Exercise:
Reproduce all of the material below character for character, with no changes.
------------------------------------
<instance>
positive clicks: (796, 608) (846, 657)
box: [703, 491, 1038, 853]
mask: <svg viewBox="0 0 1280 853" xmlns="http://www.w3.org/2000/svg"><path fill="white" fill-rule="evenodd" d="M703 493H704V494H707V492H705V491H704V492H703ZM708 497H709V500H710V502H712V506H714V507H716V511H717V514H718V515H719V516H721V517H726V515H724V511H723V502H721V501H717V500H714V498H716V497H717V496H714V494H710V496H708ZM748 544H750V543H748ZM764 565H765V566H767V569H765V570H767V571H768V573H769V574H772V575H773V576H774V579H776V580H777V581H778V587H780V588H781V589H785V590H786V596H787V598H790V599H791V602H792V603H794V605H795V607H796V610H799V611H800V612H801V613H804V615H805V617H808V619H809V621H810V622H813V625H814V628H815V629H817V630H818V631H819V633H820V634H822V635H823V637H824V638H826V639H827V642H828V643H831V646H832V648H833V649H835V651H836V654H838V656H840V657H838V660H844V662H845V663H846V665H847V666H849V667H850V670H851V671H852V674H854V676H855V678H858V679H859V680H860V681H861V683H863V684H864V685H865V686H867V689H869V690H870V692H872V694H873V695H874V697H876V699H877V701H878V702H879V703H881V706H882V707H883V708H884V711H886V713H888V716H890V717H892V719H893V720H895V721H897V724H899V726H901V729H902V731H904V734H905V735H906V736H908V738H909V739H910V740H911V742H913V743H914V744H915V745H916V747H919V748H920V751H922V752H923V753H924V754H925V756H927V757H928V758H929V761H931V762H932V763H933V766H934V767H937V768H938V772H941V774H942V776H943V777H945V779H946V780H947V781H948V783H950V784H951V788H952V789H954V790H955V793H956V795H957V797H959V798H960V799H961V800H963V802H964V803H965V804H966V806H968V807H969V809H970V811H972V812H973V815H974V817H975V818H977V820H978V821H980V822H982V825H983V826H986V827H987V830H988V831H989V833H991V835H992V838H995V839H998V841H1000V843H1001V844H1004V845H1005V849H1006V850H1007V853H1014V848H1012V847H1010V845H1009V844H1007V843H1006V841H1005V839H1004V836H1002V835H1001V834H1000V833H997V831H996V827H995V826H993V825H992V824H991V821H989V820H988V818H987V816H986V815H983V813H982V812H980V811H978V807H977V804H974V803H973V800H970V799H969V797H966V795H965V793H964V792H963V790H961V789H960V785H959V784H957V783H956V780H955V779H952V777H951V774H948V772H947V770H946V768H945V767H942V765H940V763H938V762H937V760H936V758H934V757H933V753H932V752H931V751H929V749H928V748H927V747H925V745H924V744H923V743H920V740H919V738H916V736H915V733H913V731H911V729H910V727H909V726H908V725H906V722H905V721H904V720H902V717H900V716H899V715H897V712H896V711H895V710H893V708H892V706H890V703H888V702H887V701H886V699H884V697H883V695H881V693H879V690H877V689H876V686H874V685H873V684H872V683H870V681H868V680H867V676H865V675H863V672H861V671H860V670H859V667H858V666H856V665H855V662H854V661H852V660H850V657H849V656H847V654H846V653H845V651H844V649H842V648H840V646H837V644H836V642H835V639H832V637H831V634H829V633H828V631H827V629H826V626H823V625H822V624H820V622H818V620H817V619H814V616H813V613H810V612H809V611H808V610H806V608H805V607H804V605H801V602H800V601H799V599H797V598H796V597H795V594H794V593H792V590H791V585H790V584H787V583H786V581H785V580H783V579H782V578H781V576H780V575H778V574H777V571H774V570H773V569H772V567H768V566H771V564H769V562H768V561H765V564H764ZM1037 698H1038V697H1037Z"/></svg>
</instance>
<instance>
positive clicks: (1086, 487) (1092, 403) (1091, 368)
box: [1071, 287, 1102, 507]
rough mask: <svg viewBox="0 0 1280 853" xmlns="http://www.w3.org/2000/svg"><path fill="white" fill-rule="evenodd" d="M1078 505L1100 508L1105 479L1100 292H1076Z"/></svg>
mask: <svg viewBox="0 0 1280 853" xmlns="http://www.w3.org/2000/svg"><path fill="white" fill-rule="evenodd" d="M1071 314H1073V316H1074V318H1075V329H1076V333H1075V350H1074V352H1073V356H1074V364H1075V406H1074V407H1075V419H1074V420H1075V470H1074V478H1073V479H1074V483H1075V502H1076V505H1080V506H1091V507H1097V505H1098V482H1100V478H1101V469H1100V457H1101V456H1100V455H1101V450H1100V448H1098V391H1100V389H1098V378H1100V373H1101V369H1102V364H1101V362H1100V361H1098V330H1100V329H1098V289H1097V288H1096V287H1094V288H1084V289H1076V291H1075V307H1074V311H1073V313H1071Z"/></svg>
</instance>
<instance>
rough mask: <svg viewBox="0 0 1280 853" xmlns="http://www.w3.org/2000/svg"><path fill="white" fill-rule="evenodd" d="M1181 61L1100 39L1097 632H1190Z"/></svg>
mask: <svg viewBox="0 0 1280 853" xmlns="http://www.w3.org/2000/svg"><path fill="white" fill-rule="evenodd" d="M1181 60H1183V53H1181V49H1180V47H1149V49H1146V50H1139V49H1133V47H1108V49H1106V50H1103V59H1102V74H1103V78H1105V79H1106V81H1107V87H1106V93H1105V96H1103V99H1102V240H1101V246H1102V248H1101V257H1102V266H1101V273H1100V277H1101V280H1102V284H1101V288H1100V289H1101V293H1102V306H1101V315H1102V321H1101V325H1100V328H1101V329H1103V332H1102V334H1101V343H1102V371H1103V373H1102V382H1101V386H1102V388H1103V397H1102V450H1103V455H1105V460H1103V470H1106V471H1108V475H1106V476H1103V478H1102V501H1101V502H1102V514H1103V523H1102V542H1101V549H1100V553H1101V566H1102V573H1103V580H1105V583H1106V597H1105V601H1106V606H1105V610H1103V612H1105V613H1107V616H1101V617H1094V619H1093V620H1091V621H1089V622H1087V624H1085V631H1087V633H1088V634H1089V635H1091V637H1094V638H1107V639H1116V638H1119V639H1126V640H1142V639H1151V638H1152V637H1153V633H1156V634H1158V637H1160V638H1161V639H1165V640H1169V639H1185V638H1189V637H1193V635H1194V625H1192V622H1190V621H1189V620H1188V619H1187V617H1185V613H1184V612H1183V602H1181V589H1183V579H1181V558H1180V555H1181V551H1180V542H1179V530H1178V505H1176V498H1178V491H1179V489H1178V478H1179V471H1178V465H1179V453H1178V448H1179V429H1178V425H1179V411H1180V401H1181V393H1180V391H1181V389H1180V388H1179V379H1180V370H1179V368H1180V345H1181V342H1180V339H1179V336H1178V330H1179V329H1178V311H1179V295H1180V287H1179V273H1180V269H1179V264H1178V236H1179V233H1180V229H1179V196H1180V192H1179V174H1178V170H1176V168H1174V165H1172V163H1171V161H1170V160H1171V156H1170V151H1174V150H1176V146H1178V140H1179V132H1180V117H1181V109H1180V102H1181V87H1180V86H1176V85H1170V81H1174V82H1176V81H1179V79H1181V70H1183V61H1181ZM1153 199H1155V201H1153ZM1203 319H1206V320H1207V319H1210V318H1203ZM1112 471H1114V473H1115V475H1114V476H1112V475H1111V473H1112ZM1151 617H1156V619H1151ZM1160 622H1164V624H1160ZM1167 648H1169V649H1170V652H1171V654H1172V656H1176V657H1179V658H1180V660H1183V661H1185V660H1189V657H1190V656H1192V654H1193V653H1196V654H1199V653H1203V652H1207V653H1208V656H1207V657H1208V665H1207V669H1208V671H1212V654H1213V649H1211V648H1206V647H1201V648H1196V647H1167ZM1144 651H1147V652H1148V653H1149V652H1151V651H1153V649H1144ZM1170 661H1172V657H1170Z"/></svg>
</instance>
------------------------------------
Task output:
<instance>
positive clicks: (796, 608) (846, 657)
box: [703, 491, 1038, 853]
mask: <svg viewBox="0 0 1280 853" xmlns="http://www.w3.org/2000/svg"><path fill="white" fill-rule="evenodd" d="M703 493H704V494H707V492H705V491H704V492H703ZM708 497H709V500H710V502H712V506H714V507H716V511H717V514H718V515H719V516H721V517H726V515H724V511H723V502H721V501H717V500H714V498H716V497H717V496H714V494H710V496H708ZM748 544H750V543H748ZM764 565H765V566H767V569H765V570H767V571H768V573H769V574H772V575H773V576H774V579H776V580H777V581H778V587H780V588H781V589H785V590H786V596H787V598H790V599H791V602H792V603H794V605H795V607H796V610H799V611H800V612H801V613H804V615H805V617H808V619H809V621H810V622H813V625H814V628H815V629H817V630H818V631H819V633H820V634H822V635H823V637H824V638H826V639H827V642H828V643H831V646H832V648H833V649H835V651H836V654H838V656H840V657H838V660H844V662H845V663H846V665H847V666H849V667H850V670H851V671H852V674H854V676H855V678H858V679H859V680H860V681H861V683H863V684H864V685H865V686H867V689H869V690H870V692H872V694H873V695H874V697H876V699H877V701H878V702H879V703H881V706H882V707H883V708H884V711H886V713H888V716H890V717H892V719H893V720H895V721H897V724H899V726H901V729H902V731H904V734H905V735H906V736H908V738H909V739H910V740H911V742H913V743H914V744H915V745H916V747H919V748H920V751H922V752H923V753H924V754H925V756H927V757H928V758H929V761H931V762H932V763H933V766H934V767H937V768H938V772H941V774H942V776H943V777H945V779H946V780H947V781H948V783H950V784H951V788H952V789H954V790H955V793H956V795H957V797H959V798H960V799H961V800H963V802H964V803H965V804H966V806H968V807H969V809H970V811H972V812H973V815H974V817H975V818H977V820H978V821H980V822H982V825H983V826H986V827H987V830H988V831H989V833H991V835H992V838H995V839H998V841H1000V843H1001V844H1004V845H1005V849H1006V850H1007V853H1014V848H1012V847H1010V845H1009V844H1007V843H1006V841H1005V839H1004V836H1002V835H1001V834H1000V833H997V831H996V827H995V826H993V825H992V824H991V821H989V820H988V818H987V816H986V815H983V813H982V812H980V811H978V807H977V804H974V803H973V800H970V799H969V797H966V795H965V793H964V792H963V790H961V789H960V785H959V784H957V783H956V780H955V779H952V777H951V774H948V772H947V770H946V768H945V767H942V765H940V763H938V762H937V760H936V758H934V757H933V753H932V752H931V751H929V749H928V748H927V747H925V745H924V744H923V743H920V740H919V738H916V736H915V733H913V731H911V729H910V727H909V726H908V725H906V722H905V721H904V720H902V717H900V716H899V715H897V712H896V711H895V710H893V708H892V706H890V703H888V702H887V701H886V699H884V697H883V695H881V693H879V690H877V689H876V686H874V685H873V684H872V683H870V681H868V680H867V676H865V675H863V672H861V671H860V670H859V667H858V666H856V665H855V662H854V661H852V660H850V657H849V656H847V654H846V653H845V651H844V649H842V648H840V646H837V644H836V642H835V639H832V637H831V634H829V633H828V631H827V629H826V626H823V625H822V624H820V622H818V620H817V619H814V616H813V613H810V612H809V611H808V610H806V608H805V607H804V605H801V602H800V601H799V599H797V598H796V597H795V594H794V593H792V590H791V585H790V584H787V583H786V581H785V580H783V579H782V578H781V576H780V575H778V574H777V571H774V570H773V569H772V567H768V566H771V564H769V562H768V561H765V564H764ZM1037 698H1038V697H1037Z"/></svg>
</instance>
<instance>
positive clicks: (1086, 487) (1092, 403) (1091, 368)
box: [1071, 287, 1102, 507]
rough mask: <svg viewBox="0 0 1280 853" xmlns="http://www.w3.org/2000/svg"><path fill="white" fill-rule="evenodd" d="M1078 505L1100 508L1105 479L1100 292H1076Z"/></svg>
mask: <svg viewBox="0 0 1280 853" xmlns="http://www.w3.org/2000/svg"><path fill="white" fill-rule="evenodd" d="M1071 314H1073V316H1074V318H1075V329H1076V333H1075V350H1074V352H1073V356H1074V364H1075V406H1074V407H1075V419H1074V420H1075V470H1074V478H1073V479H1074V483H1075V502H1076V505H1080V506H1091V507H1097V505H1098V482H1100V478H1101V469H1100V457H1101V456H1100V455H1101V450H1100V448H1098V391H1100V389H1098V378H1100V373H1101V369H1102V364H1101V362H1100V361H1098V330H1100V329H1098V289H1097V288H1096V287H1094V288H1084V289H1076V291H1075V307H1074V311H1073V313H1071Z"/></svg>
</instance>
<instance>
rough mask: <svg viewBox="0 0 1280 853" xmlns="http://www.w3.org/2000/svg"><path fill="white" fill-rule="evenodd" d="M1181 61L1100 39L1097 632H1190Z"/></svg>
mask: <svg viewBox="0 0 1280 853" xmlns="http://www.w3.org/2000/svg"><path fill="white" fill-rule="evenodd" d="M1181 60H1183V53H1181V49H1180V47H1149V49H1146V50H1139V49H1133V47H1108V49H1106V50H1103V59H1102V74H1103V78H1105V79H1106V81H1107V87H1106V93H1105V96H1103V99H1102V240H1101V246H1102V248H1101V257H1102V266H1101V273H1100V277H1101V280H1102V284H1101V288H1100V289H1101V293H1102V306H1101V315H1102V321H1101V325H1100V328H1101V329H1103V332H1102V334H1101V343H1102V371H1103V373H1102V382H1101V386H1102V388H1103V397H1102V450H1103V455H1105V460H1103V470H1106V471H1108V475H1106V476H1103V478H1102V501H1101V502H1102V514H1103V523H1102V542H1101V549H1100V553H1101V566H1102V573H1103V580H1105V583H1106V597H1105V601H1106V606H1105V610H1103V612H1105V613H1107V616H1101V617H1094V619H1093V620H1091V621H1089V622H1087V624H1085V631H1087V633H1088V634H1089V635H1091V637H1094V638H1107V639H1116V638H1119V639H1126V640H1142V639H1151V638H1152V637H1153V633H1156V634H1158V637H1160V638H1161V639H1165V640H1169V639H1185V638H1189V637H1193V635H1194V625H1192V622H1190V621H1189V620H1188V619H1187V617H1185V613H1184V612H1183V602H1181V589H1183V579H1181V558H1180V555H1181V551H1180V542H1179V530H1178V505H1176V498H1178V491H1179V489H1178V478H1179V471H1178V465H1179V453H1178V448H1179V429H1178V425H1179V411H1180V401H1181V393H1180V391H1181V389H1180V388H1179V379H1180V370H1179V368H1180V345H1181V342H1180V339H1179V336H1178V330H1179V329H1178V311H1179V295H1180V287H1179V273H1180V269H1179V264H1178V236H1179V233H1180V229H1179V196H1180V192H1179V174H1178V170H1176V168H1174V165H1172V163H1171V161H1170V160H1171V156H1170V151H1174V150H1176V146H1178V140H1179V132H1180V117H1181V109H1180V102H1181V87H1180V86H1176V85H1170V81H1174V82H1176V81H1179V79H1181V70H1183V61H1181ZM1153 199H1155V201H1153ZM1203 319H1206V320H1207V319H1210V318H1203ZM1112 471H1114V473H1115V475H1114V476H1112V475H1111V473H1112ZM1151 617H1156V619H1151ZM1160 622H1164V624H1160ZM1167 648H1169V649H1170V652H1171V654H1172V656H1176V657H1179V658H1180V660H1183V661H1185V660H1189V657H1190V656H1192V654H1193V653H1196V654H1199V653H1203V652H1207V653H1208V656H1207V657H1208V665H1207V669H1208V671H1212V654H1213V649H1211V648H1206V647H1201V648H1196V647H1167ZM1144 651H1147V652H1148V653H1149V652H1151V651H1153V649H1144ZM1170 661H1172V657H1170Z"/></svg>
</instance>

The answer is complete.